A Universe of Sorts

§ Sister Celine's Algorithm

Given a hypergeometric function $F(n, k)$ , we want to find a recurrence that $F(n, k)$ satisfies.
Crucially, we want a recurrence with coefficients in $n$ , but not in $k$ .
So the recurrence eqn comes from the right $\mathbb Q[n, n^{-1}, S_n, S_k]$ where $S_n(F) \equiv \lambda n, k. F(n + 1, k)$ , and $S_k(F) \equiv \lambda n, k. F(n, k + 1)$ (shift operators).
The algorithm is to guess a length of the recurrence, then write the equation e.g. $a[0][0]F(n, k) + a[0][1] F(n + 1, k) + a[1][0] F(n, k + 1) + a[1][1] F(n + 1, k + 1) = 0$ .
We set the recurrence to zero, which gives us a polynomial of the form $p_0(n, \vec a) k^0 + p_1(n, \vec a) k^1 + \dots p_D(n, \vec a) k^d = 0$ .
This gives a system of equations $p_i(n, \vec a) = 0$ .
We write this as $M(n) \cdot \vec a = 0$ with coefficients for $M(n)$ in the ring $\mathbb Q[n, n^{-1}]$ .
This system is solved (can be, since $\mathbb Q[n, n^{-1}]$ is a field!) giving us solutions for $\vec a$ .

suppose $F(n, k) = (n + 0) (n + 1) \dots (n + k - 1)$ .
Let's guess a recurrence of the form $a[0][0] F(n, k) + a[0][1] F(n + 1, k) + a[1][0] F(n, k + 1) + a[1][1] F(n + 1, k + 1) = 0$ .

*PROBLEM STATEMENT*: Pick up the text on Sister Celine's algorithm from its last sentence and carry on with the worked example. The listing that comes next has no connection to the Sister Celine's Algorithm text.

*GIVEN INFORMATION*:
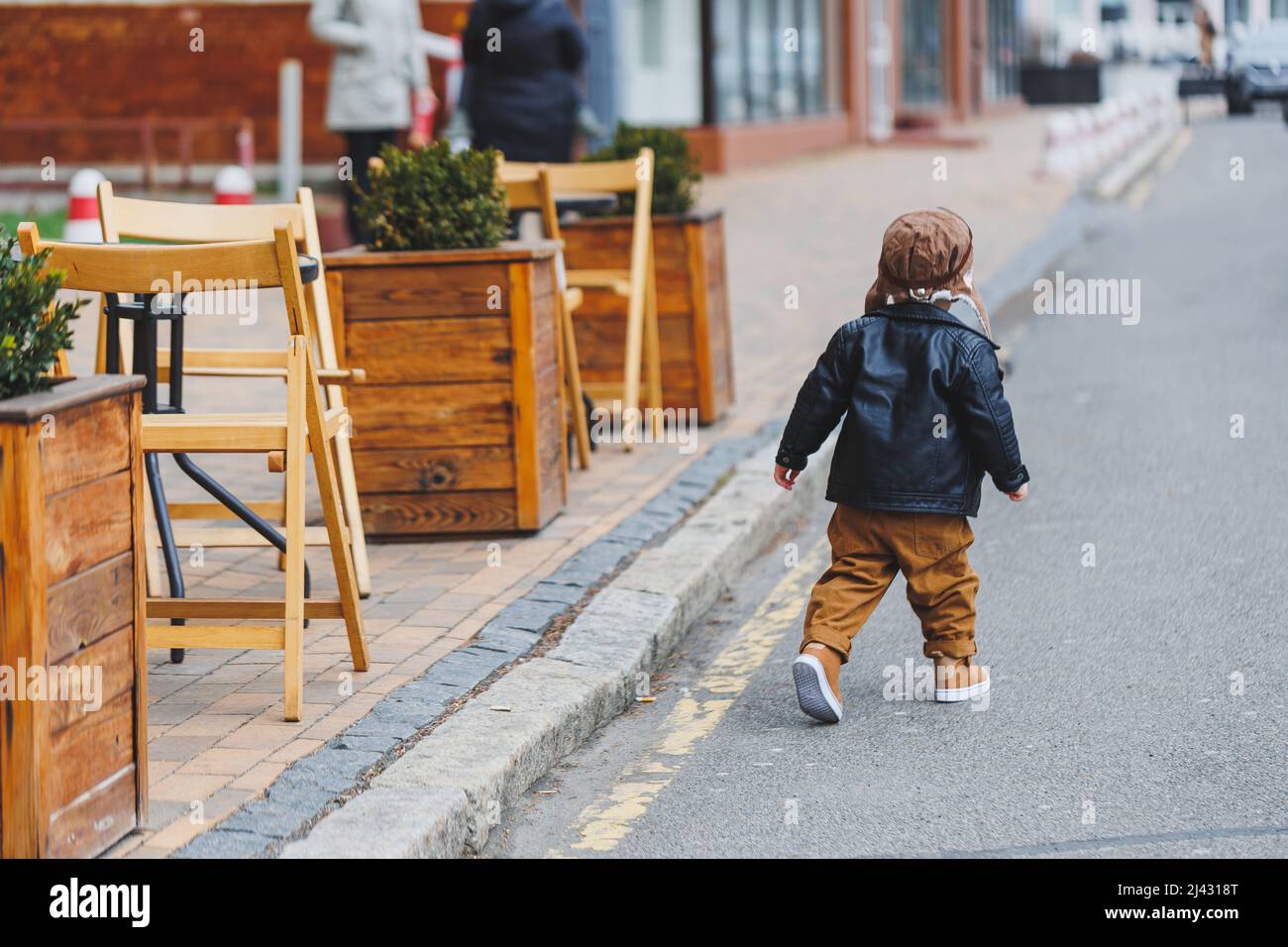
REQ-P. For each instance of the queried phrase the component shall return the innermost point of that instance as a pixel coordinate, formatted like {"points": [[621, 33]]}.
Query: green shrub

*RESULT*:
Rewrite to $a[0][0] + a[0][1] F(n + 1, k) / F(n, k) + a[1][0] F(n, k + 1) / F(n, k) + a[1][1] F(n + 1, k + 1) / F(n, k) = 0$ .
To evaluate $F(n + 1, k) / F(n, k)$ , let's estimate with $n = 4, k = 3$ . This gives $(4 \cdot 5 \cdot 6 \cdot 7) / (3 \cdot 4 \cdot 5 \cdot 6) = 7 / 3 = (n + k) / n$ .
To evaluate $F(n, k + 1) / F(n, k)$ , let's estimate with $n = 4, k = 3$ . This gives $(4 \cdot 5 \cdot 6 \cdot 7) / (4 \cdot 5 \cdot 6) = n + k$
To evaluate $F(n + 1, k + 1) / F(n, k)$ , let's estimate with $n = 4, k = 3$ . This gives $(5 \cdot 6 \cdot 7 \cdot 8)/(4 \cdot 5 \cdot 6) = 7 \cdot 8 / 4 = (n + k) (n + k + 1) / n$
See that this gives us a $k^2a[1][1]$ term, and no other term contributes a $k^2$ , so $a[1][1] = 0$ .
So we only need to solve the recurrence with $a[0][0], a[0][1], a[1][0]$ .